■ **Text section**:
------
To avoid these problems, your client, together with Mr. Kerbel, can formulate an offer to purchase our client’s interest in the lands immediately. Failing that, we should appear before Justice Moore and request a trial date to adjudicate all issues. If you and [counsel for Kerbel] believe that a settlement of the August 2005 Agreement can be effected without the consent of the 90% land holder, then that issue will likely also form the subject matter of the trial. [Emphasis added.]
[183] Nothing in this letter suggests that Romandale objected to the Settlement Agreement because of para. 5. That is, there is nothing in the letter to indicate that Romandale objected to the expressed intention in para. 5 that the purchase and sale of the Remaining Interest was to take place after SPA. Instead, the letter shows that Romandale resiled from the Settlement Agreement over matters such as registration of the injunction on title to the Lands and arbitration.
[184] Further, Romandale’s call to Fram and Kerbel to “formulate an offer to purchase [Romandale’s] interest in the lands immediately” does not indicate that Romandale believed the buy-sell provisions in the COAs and the 2005 August Agreement could be triggered at any time, pre or post-SPA. The parties all knew Fram could consent to the sale of Romandale’s Remaining Interest before SPA and, with that consent, the purchase and sale of Romandale’s Remaining Interest could proceed immediately. Romandale’s call to Fram and Kerbel to make an immediate purchase is merely a request that the parties proceed with the sale under Fram’s consent. It says nothing about Romandale’s assumptions regarding the buy-sell provisions.
[185] Until 2015, Romandale never retracted its communications on the Shared Assumptions and never purported to. In fact, as I describe above, Romandale confirmed in writing its belief in the Shared Assumptions in a letter in January 2011 – after Fram and Kerbel executed the Settlement Agreement – when it again made manifest that the sale of its Remaining Interest under the 2005 August Agreement could not take place until after SPA or with Fram’s consent.
------
■ **Short problem A**: Select each line in the rows that contains the string "floor".
The ruling excerpt and the rows are separate material.
------
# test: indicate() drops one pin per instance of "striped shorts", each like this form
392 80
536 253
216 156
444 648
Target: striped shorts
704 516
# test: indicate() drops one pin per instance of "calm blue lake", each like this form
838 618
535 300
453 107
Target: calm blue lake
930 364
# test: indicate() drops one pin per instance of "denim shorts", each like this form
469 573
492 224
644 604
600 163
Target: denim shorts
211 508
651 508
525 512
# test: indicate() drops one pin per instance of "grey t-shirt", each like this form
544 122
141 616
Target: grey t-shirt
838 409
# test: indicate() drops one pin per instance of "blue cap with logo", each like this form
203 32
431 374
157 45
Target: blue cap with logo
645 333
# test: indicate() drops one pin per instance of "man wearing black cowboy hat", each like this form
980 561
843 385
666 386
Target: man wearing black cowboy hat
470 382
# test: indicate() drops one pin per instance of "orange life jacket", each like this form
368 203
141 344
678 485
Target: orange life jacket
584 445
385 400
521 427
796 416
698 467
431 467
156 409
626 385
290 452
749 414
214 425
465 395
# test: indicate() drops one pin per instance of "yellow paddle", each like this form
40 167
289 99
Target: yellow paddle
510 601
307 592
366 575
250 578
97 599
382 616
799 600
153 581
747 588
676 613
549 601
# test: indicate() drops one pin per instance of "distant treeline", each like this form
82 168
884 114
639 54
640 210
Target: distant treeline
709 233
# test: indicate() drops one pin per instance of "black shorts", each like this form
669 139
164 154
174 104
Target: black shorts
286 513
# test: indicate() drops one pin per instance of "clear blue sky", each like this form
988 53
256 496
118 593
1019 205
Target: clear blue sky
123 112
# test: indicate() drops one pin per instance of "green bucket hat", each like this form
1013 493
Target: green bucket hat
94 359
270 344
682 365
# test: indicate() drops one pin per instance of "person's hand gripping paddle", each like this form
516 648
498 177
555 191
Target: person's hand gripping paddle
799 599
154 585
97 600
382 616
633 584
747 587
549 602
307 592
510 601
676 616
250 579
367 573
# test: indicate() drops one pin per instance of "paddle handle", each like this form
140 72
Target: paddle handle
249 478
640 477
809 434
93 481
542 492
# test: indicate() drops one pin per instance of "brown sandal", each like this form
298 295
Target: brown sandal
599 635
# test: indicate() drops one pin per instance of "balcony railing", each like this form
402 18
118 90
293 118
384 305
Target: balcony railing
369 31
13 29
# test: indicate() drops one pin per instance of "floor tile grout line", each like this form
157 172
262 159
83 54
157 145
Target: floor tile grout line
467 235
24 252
------
■ **Short problem B**: Using the ruling excerpt, decide whether each statement agrees with it. Answer yes or no, and quote the deciding words. (i) The letter asked for an offer to buy Romandale's interest in the lands immediately. (ii) Romandale retracted its communications on the Shared Assumptions before 2015. (iii) Romandale confirmed its belief in the Shared Assumptions in a letter in January 2011.

■ **Expected answer A**:
# test: indicate() drops one pin per instance of "floor tile grout line", each like this form
Target: floor tile grout line

■ **Expected answer B**:
(i) Yes: "formulate an offer to purchase our client’s interest in the lands immediately"
(ii) No: "Until 2015, Romandale never retracted its communications on the Shared Assumptions and never purported to."
(iii) Yes: "Romandale confirmed in writing its belief in the Shared Assumptions in a letter in January 2011"